[Your assignment] Nothing may be dropped or added when the entries below are copied.

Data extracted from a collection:
BEGIN

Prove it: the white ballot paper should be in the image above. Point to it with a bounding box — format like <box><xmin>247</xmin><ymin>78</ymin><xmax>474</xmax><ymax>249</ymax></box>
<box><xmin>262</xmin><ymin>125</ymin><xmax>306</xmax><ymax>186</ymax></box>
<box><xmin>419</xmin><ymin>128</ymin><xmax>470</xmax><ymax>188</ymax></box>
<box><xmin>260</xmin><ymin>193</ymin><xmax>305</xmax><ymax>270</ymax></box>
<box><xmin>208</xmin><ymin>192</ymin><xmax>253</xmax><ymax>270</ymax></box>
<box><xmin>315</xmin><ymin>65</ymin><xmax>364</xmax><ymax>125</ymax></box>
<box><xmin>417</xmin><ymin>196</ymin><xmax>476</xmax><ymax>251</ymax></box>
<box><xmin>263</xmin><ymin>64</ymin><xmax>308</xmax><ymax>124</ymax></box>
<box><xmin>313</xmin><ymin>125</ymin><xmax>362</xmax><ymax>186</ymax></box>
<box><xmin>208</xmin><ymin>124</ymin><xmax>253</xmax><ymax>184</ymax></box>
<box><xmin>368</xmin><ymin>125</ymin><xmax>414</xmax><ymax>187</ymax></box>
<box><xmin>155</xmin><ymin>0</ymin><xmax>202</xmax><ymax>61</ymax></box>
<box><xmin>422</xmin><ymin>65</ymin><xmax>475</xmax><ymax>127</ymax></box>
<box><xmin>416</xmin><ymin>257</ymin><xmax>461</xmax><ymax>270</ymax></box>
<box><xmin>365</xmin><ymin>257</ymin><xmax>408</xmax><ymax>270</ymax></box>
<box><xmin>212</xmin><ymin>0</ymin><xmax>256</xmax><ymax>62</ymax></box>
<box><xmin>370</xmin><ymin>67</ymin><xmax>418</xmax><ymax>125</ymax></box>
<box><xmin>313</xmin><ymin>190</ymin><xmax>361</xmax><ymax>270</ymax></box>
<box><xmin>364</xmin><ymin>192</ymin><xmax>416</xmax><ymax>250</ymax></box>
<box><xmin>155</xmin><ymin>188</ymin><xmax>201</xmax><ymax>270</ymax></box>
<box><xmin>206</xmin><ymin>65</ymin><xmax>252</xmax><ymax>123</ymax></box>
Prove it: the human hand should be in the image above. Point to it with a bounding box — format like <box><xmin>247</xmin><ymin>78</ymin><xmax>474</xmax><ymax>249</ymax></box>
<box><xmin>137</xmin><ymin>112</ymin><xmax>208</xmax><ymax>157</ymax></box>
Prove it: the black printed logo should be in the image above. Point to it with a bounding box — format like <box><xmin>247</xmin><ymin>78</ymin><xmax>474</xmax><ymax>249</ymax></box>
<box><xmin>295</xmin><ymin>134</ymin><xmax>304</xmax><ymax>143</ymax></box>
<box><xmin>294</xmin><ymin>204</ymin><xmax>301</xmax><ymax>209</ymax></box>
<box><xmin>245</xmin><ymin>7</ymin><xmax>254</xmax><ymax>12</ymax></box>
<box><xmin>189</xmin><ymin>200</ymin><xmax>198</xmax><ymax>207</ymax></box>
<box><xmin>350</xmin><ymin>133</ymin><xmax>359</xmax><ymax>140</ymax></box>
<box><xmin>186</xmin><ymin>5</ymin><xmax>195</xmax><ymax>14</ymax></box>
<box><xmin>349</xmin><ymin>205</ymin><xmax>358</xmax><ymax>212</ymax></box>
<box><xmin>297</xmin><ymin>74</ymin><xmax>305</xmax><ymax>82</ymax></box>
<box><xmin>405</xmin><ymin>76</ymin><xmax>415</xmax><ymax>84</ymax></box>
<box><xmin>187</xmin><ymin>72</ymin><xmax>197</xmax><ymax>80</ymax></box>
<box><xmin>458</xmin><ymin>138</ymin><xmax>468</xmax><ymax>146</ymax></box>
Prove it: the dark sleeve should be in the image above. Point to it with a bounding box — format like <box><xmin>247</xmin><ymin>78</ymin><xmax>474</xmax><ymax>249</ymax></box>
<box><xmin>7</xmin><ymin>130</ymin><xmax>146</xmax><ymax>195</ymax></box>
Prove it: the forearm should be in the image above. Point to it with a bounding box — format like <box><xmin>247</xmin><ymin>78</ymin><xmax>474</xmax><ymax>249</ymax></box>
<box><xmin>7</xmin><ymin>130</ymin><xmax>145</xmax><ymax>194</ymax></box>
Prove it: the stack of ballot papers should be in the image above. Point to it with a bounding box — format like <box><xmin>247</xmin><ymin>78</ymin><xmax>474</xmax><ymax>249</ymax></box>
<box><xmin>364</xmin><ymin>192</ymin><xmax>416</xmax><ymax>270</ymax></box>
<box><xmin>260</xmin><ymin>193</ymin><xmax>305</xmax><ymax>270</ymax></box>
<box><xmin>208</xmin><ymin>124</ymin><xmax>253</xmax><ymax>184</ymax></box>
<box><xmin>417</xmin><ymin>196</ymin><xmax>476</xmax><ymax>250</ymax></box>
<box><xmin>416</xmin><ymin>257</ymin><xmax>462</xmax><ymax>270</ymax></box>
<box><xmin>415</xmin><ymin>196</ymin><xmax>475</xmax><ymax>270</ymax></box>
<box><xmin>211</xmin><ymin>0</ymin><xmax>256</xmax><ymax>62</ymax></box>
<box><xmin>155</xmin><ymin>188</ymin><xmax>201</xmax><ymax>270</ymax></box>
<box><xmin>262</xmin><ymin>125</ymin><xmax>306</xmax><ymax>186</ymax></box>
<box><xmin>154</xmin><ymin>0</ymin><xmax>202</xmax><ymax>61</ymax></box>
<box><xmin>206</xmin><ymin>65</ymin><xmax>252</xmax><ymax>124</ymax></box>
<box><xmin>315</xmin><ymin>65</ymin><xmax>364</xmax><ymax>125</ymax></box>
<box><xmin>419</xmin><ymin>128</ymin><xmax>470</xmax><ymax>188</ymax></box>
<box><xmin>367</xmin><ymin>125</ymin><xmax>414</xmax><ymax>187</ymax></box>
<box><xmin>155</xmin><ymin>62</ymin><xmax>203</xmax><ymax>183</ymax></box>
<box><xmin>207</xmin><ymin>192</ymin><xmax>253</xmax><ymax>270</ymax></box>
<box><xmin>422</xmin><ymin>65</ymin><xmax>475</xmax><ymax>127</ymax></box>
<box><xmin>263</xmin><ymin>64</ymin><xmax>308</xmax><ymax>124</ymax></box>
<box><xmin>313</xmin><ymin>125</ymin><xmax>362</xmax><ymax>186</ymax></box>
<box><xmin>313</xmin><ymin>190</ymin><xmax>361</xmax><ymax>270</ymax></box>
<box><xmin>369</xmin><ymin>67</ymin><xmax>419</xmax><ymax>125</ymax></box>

END

[Your solution]
Prove it: the white ballot paper should be in the image above. Point to it with a bounding box — format like <box><xmin>247</xmin><ymin>78</ymin><xmax>474</xmax><ymax>249</ymax></box>
<box><xmin>262</xmin><ymin>125</ymin><xmax>306</xmax><ymax>186</ymax></box>
<box><xmin>419</xmin><ymin>128</ymin><xmax>470</xmax><ymax>188</ymax></box>
<box><xmin>260</xmin><ymin>193</ymin><xmax>305</xmax><ymax>270</ymax></box>
<box><xmin>208</xmin><ymin>192</ymin><xmax>253</xmax><ymax>270</ymax></box>
<box><xmin>315</xmin><ymin>65</ymin><xmax>364</xmax><ymax>125</ymax></box>
<box><xmin>417</xmin><ymin>196</ymin><xmax>476</xmax><ymax>251</ymax></box>
<box><xmin>263</xmin><ymin>64</ymin><xmax>308</xmax><ymax>124</ymax></box>
<box><xmin>313</xmin><ymin>125</ymin><xmax>362</xmax><ymax>186</ymax></box>
<box><xmin>208</xmin><ymin>124</ymin><xmax>253</xmax><ymax>184</ymax></box>
<box><xmin>368</xmin><ymin>125</ymin><xmax>414</xmax><ymax>187</ymax></box>
<box><xmin>155</xmin><ymin>0</ymin><xmax>202</xmax><ymax>61</ymax></box>
<box><xmin>422</xmin><ymin>65</ymin><xmax>475</xmax><ymax>127</ymax></box>
<box><xmin>416</xmin><ymin>257</ymin><xmax>461</xmax><ymax>270</ymax></box>
<box><xmin>365</xmin><ymin>257</ymin><xmax>408</xmax><ymax>270</ymax></box>
<box><xmin>212</xmin><ymin>0</ymin><xmax>256</xmax><ymax>62</ymax></box>
<box><xmin>370</xmin><ymin>67</ymin><xmax>418</xmax><ymax>125</ymax></box>
<box><xmin>313</xmin><ymin>190</ymin><xmax>361</xmax><ymax>270</ymax></box>
<box><xmin>364</xmin><ymin>192</ymin><xmax>416</xmax><ymax>250</ymax></box>
<box><xmin>155</xmin><ymin>188</ymin><xmax>201</xmax><ymax>270</ymax></box>
<box><xmin>206</xmin><ymin>65</ymin><xmax>252</xmax><ymax>123</ymax></box>
Prove it: the human hand should be in the image above. Point to it with a bounding box — format like <box><xmin>247</xmin><ymin>78</ymin><xmax>474</xmax><ymax>249</ymax></box>
<box><xmin>137</xmin><ymin>112</ymin><xmax>208</xmax><ymax>157</ymax></box>
Prove it: the black printed logo should be in the image above. Point to it with a bounding box — format like <box><xmin>247</xmin><ymin>78</ymin><xmax>474</xmax><ymax>249</ymax></box>
<box><xmin>295</xmin><ymin>134</ymin><xmax>304</xmax><ymax>143</ymax></box>
<box><xmin>294</xmin><ymin>204</ymin><xmax>301</xmax><ymax>209</ymax></box>
<box><xmin>245</xmin><ymin>7</ymin><xmax>254</xmax><ymax>12</ymax></box>
<box><xmin>189</xmin><ymin>200</ymin><xmax>198</xmax><ymax>207</ymax></box>
<box><xmin>350</xmin><ymin>133</ymin><xmax>359</xmax><ymax>140</ymax></box>
<box><xmin>186</xmin><ymin>5</ymin><xmax>195</xmax><ymax>14</ymax></box>
<box><xmin>349</xmin><ymin>205</ymin><xmax>358</xmax><ymax>212</ymax></box>
<box><xmin>297</xmin><ymin>74</ymin><xmax>305</xmax><ymax>82</ymax></box>
<box><xmin>405</xmin><ymin>76</ymin><xmax>415</xmax><ymax>84</ymax></box>
<box><xmin>187</xmin><ymin>72</ymin><xmax>197</xmax><ymax>80</ymax></box>
<box><xmin>458</xmin><ymin>138</ymin><xmax>468</xmax><ymax>146</ymax></box>
Prove it: the dark sleeve should be in the image above. Point to it with a bounding box — format like <box><xmin>247</xmin><ymin>78</ymin><xmax>474</xmax><ymax>249</ymax></box>
<box><xmin>7</xmin><ymin>130</ymin><xmax>146</xmax><ymax>195</ymax></box>
Prove it: the forearm should be in the image above. Point to it with a bounding box — format like <box><xmin>247</xmin><ymin>78</ymin><xmax>474</xmax><ymax>249</ymax></box>
<box><xmin>7</xmin><ymin>130</ymin><xmax>145</xmax><ymax>194</ymax></box>
Prove it: the stack of ballot papers should be in the image above. Point to it with a bounding box — format like <box><xmin>247</xmin><ymin>78</ymin><xmax>474</xmax><ymax>249</ymax></box>
<box><xmin>364</xmin><ymin>192</ymin><xmax>416</xmax><ymax>270</ymax></box>
<box><xmin>260</xmin><ymin>193</ymin><xmax>305</xmax><ymax>270</ymax></box>
<box><xmin>208</xmin><ymin>124</ymin><xmax>253</xmax><ymax>184</ymax></box>
<box><xmin>417</xmin><ymin>196</ymin><xmax>476</xmax><ymax>250</ymax></box>
<box><xmin>416</xmin><ymin>257</ymin><xmax>462</xmax><ymax>270</ymax></box>
<box><xmin>415</xmin><ymin>196</ymin><xmax>475</xmax><ymax>270</ymax></box>
<box><xmin>211</xmin><ymin>0</ymin><xmax>256</xmax><ymax>62</ymax></box>
<box><xmin>155</xmin><ymin>188</ymin><xmax>201</xmax><ymax>270</ymax></box>
<box><xmin>262</xmin><ymin>125</ymin><xmax>306</xmax><ymax>186</ymax></box>
<box><xmin>154</xmin><ymin>0</ymin><xmax>202</xmax><ymax>61</ymax></box>
<box><xmin>206</xmin><ymin>65</ymin><xmax>252</xmax><ymax>124</ymax></box>
<box><xmin>315</xmin><ymin>65</ymin><xmax>364</xmax><ymax>125</ymax></box>
<box><xmin>419</xmin><ymin>128</ymin><xmax>470</xmax><ymax>188</ymax></box>
<box><xmin>367</xmin><ymin>125</ymin><xmax>414</xmax><ymax>187</ymax></box>
<box><xmin>155</xmin><ymin>62</ymin><xmax>203</xmax><ymax>183</ymax></box>
<box><xmin>207</xmin><ymin>192</ymin><xmax>253</xmax><ymax>270</ymax></box>
<box><xmin>422</xmin><ymin>65</ymin><xmax>475</xmax><ymax>127</ymax></box>
<box><xmin>263</xmin><ymin>64</ymin><xmax>308</xmax><ymax>124</ymax></box>
<box><xmin>313</xmin><ymin>125</ymin><xmax>362</xmax><ymax>186</ymax></box>
<box><xmin>313</xmin><ymin>190</ymin><xmax>361</xmax><ymax>270</ymax></box>
<box><xmin>369</xmin><ymin>67</ymin><xmax>419</xmax><ymax>125</ymax></box>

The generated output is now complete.